### Exercise requirements
Each record that follows must be given again without alteration.

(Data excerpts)
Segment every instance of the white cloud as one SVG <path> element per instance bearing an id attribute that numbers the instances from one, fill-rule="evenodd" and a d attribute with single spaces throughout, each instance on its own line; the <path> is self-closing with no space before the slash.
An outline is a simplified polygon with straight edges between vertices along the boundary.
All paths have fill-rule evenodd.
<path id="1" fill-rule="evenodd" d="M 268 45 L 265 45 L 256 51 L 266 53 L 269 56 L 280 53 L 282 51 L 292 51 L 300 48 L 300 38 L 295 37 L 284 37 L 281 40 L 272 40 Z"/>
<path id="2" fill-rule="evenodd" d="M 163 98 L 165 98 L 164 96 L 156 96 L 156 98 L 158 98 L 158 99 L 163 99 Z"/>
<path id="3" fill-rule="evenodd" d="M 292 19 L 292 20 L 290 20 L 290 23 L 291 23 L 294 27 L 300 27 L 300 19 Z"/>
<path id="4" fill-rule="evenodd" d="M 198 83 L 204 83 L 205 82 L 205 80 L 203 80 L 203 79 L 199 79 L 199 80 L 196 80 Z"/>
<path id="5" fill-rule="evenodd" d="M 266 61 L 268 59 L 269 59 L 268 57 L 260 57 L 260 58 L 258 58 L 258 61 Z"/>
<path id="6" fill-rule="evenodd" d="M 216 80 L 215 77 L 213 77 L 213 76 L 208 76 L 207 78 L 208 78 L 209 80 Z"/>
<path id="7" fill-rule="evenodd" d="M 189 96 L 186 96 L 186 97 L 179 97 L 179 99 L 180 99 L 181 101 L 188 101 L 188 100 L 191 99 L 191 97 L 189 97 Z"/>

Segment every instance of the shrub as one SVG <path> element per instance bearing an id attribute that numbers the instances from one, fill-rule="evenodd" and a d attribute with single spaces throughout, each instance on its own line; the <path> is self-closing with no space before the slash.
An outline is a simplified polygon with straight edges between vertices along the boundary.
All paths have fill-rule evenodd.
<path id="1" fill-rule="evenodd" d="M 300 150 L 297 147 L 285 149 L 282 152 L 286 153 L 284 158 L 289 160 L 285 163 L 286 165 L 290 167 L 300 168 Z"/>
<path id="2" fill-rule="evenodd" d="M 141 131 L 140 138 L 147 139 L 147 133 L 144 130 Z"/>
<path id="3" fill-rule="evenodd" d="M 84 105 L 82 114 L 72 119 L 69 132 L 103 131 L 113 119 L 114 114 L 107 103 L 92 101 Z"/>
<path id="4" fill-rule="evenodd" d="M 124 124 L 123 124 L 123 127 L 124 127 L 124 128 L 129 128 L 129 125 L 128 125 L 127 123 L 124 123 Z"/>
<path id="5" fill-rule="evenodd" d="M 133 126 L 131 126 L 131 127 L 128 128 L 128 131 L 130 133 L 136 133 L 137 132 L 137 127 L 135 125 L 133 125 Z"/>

### Result below
Segment every instance of the white cloud as one SVG <path> element per instance bearing an id attribute that numbers the instances from one, fill-rule="evenodd" and a d attribute with single spaces throughout, each instance on its own line; the <path> is self-closing with no space before the slash.
An outline is a simplified polygon with straight edges between vertices along the boundary.
All paths have fill-rule evenodd.
<path id="1" fill-rule="evenodd" d="M 268 45 L 265 45 L 256 51 L 266 53 L 269 56 L 280 53 L 282 51 L 292 51 L 300 48 L 300 38 L 295 37 L 284 37 L 281 40 L 272 40 Z"/>
<path id="2" fill-rule="evenodd" d="M 163 98 L 165 98 L 164 96 L 156 96 L 156 98 L 158 98 L 158 99 L 163 99 Z"/>
<path id="3" fill-rule="evenodd" d="M 292 19 L 292 20 L 290 20 L 290 23 L 291 23 L 294 27 L 300 27 L 300 19 Z"/>
<path id="4" fill-rule="evenodd" d="M 198 83 L 204 83 L 205 82 L 205 80 L 203 80 L 203 79 L 199 79 L 199 80 L 196 80 Z"/>
<path id="5" fill-rule="evenodd" d="M 266 61 L 268 59 L 269 59 L 268 57 L 260 57 L 260 58 L 258 58 L 258 61 Z"/>
<path id="6" fill-rule="evenodd" d="M 216 80 L 215 77 L 213 77 L 213 76 L 208 76 L 207 78 L 208 78 L 209 80 Z"/>
<path id="7" fill-rule="evenodd" d="M 189 96 L 186 96 L 186 97 L 179 97 L 179 99 L 180 99 L 181 101 L 188 101 L 188 100 L 191 99 L 191 97 L 189 97 Z"/>

Segment every instance of the shrub as one SVG <path> element per instance bearing an id attribute that numbers the instances from one, fill-rule="evenodd" and a d attribute with single spaces throughout, each instance on its own line; the <path> is self-closing with no space before the slash.
An outline is a simplified polygon with straight edges between vertices along the boundary.
All paths have fill-rule evenodd.
<path id="1" fill-rule="evenodd" d="M 300 150 L 297 147 L 285 149 L 282 152 L 286 153 L 284 158 L 289 160 L 285 163 L 286 165 L 290 167 L 300 168 Z"/>
<path id="2" fill-rule="evenodd" d="M 141 131 L 140 138 L 147 139 L 147 133 L 144 130 Z"/>
<path id="3" fill-rule="evenodd" d="M 84 105 L 82 114 L 72 119 L 69 132 L 103 131 L 113 119 L 114 114 L 107 103 L 92 101 Z"/>
<path id="4" fill-rule="evenodd" d="M 124 124 L 123 124 L 123 127 L 124 127 L 124 128 L 129 128 L 129 125 L 128 125 L 127 123 L 124 123 Z"/>
<path id="5" fill-rule="evenodd" d="M 133 126 L 131 126 L 131 127 L 128 128 L 128 131 L 130 133 L 136 133 L 137 132 L 137 127 L 135 125 L 133 125 Z"/>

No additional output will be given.